It's been about six hours since the final whistle blew at the rugby, and things are starting to get messy.
A guy at the pub just near Millennium Stadium has lost his wedding ring and he's panicking, drunkenly fumbling around the floor, lifting people's legs up, reaching under tables. His mates aren't helping, they're just following along behind him chanting, "Tony's in trouble, Tony's in trouble."
It's that sort of evening. When you come to Cardiff to watch the Wallabies play, you sort of expect it.
My friends and I have to get the train back to London so we decide to call it a night, wandering back to the station to line up with all the other boozed-up punters in the hunt for transportation.
That's when we run into someone we know, an old mate from Brisbane days (who we'll call John for the sake of the story). He's been watching the game and drinking after it with a few people he knows, one of whom – we'll call him Mike – looks a bit the worse for wear.
Wait, that's not true: he's smashed. He's swaying on his feet, one eye half shut, slurring his words.
"Watch out for the train tracks," my friend says to him as he lurches along the platform.
"Mate," Mike slurs, "I live in London. I think I know about... train tracks."
With that he wanders off, into the crowd, in search of who knows what. We look over to John. "Will he be OK?"
"Yeah, he'll be right. Just let him go."
Except he's not all right. A few minutes later we all just happen to turn around at the same time and get to see Mike's accident unfold in slow-mo.

□ □ □ □ □ □ □

Decide whether each statement agrees with the account of the evening in Cardiff after the rugby, and for each give yes or no with the deciding words of the account quoted exactly. (a) The narrator and friends need to take a train back to London. (b) Mike says he lives in Brisbane. (c) The man at the pub near Millennium Stadium has lost his wallet.

□ □ □ □ □ □ □

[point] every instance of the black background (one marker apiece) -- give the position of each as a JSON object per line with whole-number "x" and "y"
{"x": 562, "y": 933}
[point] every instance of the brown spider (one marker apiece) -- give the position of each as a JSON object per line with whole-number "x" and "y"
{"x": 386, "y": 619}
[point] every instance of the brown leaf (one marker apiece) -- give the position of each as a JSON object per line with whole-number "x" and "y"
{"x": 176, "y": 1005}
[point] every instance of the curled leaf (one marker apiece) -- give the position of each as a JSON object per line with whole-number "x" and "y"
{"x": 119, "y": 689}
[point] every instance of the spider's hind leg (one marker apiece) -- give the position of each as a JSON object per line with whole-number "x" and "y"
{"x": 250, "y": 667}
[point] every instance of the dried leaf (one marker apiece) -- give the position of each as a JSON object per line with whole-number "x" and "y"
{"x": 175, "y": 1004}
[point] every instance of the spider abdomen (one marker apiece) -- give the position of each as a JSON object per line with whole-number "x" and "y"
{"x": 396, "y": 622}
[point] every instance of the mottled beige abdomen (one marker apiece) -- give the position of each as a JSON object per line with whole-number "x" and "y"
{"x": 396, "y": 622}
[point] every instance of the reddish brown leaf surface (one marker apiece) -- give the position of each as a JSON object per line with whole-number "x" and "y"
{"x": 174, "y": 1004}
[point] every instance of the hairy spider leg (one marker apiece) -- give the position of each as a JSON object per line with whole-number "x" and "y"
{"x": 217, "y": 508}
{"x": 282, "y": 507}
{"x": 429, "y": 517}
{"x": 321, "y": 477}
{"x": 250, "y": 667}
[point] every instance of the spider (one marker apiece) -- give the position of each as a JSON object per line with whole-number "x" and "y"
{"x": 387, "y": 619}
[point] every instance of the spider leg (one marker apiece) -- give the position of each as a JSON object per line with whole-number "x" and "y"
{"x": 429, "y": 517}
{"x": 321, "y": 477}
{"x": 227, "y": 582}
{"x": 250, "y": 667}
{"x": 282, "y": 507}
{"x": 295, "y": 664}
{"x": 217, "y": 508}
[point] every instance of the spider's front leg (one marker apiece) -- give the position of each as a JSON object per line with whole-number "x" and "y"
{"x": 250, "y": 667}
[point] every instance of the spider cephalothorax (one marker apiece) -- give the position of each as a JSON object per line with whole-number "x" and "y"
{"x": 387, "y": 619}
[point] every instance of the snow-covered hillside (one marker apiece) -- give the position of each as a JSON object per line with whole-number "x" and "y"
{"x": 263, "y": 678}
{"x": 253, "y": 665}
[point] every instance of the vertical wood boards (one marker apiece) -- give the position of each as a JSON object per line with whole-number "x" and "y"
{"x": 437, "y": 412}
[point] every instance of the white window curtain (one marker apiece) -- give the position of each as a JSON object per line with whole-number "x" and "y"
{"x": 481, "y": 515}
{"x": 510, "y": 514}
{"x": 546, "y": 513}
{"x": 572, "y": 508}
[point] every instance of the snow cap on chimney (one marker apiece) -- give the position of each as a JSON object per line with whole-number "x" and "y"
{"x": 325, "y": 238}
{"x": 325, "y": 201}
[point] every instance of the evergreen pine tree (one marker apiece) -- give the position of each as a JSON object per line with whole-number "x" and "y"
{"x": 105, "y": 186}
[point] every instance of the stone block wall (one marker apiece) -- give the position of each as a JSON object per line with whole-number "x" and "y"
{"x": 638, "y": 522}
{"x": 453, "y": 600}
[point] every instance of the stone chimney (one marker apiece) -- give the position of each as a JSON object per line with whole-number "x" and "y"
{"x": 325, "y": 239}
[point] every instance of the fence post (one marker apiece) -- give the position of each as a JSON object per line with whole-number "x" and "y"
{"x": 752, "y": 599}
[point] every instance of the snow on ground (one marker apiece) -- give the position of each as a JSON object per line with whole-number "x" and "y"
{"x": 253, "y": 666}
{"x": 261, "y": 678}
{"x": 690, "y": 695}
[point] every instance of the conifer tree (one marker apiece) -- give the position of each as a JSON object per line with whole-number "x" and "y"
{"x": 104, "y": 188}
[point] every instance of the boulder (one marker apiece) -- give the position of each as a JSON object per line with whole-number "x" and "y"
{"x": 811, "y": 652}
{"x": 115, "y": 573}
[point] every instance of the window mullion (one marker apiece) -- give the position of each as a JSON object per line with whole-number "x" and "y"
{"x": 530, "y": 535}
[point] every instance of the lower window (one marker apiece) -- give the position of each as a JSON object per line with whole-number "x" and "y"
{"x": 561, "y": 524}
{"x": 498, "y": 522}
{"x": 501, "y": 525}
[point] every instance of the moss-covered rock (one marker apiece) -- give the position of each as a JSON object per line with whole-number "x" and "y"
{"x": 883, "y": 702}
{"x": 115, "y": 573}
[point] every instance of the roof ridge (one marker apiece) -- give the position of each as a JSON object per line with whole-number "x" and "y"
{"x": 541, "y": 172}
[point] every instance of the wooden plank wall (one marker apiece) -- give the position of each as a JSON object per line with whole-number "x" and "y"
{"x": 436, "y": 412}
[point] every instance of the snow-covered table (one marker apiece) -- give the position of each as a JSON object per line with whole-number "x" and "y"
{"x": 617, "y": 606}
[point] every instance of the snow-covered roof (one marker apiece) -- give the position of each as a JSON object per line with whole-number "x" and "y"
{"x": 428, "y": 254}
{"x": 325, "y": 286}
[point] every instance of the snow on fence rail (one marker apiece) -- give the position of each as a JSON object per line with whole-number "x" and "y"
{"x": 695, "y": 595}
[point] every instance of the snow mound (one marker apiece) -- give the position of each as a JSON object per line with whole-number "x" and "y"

□ □ □ □ □ □ □

## Output for this exercise
(a) Yes: "My friends and I have to get the train back to London"
(b) No: "I live in London."
(c) No: "has lost his wedding ring"